— start MATERIAL FOR THIS TASK —
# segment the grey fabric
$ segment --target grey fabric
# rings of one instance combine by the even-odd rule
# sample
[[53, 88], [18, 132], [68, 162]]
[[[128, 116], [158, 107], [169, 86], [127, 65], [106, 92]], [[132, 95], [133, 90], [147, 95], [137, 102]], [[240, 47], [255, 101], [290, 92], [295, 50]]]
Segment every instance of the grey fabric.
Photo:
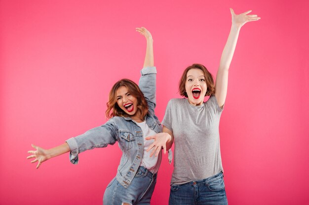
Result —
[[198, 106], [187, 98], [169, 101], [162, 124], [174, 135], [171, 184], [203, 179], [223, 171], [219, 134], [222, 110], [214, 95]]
— end MATERIAL FOR THIS TASK —
— start MATERIAL FOR THIS TASK —
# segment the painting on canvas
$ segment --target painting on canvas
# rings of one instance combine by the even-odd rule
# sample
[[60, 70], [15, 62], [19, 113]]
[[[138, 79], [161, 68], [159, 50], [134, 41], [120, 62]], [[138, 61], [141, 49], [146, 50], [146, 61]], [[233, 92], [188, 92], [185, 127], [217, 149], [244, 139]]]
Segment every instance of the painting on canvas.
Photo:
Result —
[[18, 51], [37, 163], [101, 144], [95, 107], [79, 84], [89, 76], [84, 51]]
— end MATERIAL FOR THIS TASK —
__AIM__: Please rewrite the lines between the one holding "# segment the grey fabric" and the one holding "110], [214, 95]]", inclusive, as a numbered list with blank lines omitted. Leave the pictures out of your answer.

__SOLUTION BELOW__:
1. # segment the grey fabric
2. $ segment --target grey fabric
3. # rings of one instance combine by the even-odd rule
4. # sample
5. [[53, 88], [18, 132], [68, 162]]
6. [[[128, 116], [158, 107], [169, 86], [127, 65], [106, 92]], [[132, 95], [133, 90], [147, 95], [137, 102]], [[240, 47], [255, 101], [290, 92], [295, 50]]]
7. Segment every instance of the grey fabric.
8. Photo:
9. Result —
10. [[198, 106], [187, 98], [169, 101], [162, 124], [174, 135], [171, 184], [203, 179], [223, 171], [219, 134], [222, 110], [214, 95]]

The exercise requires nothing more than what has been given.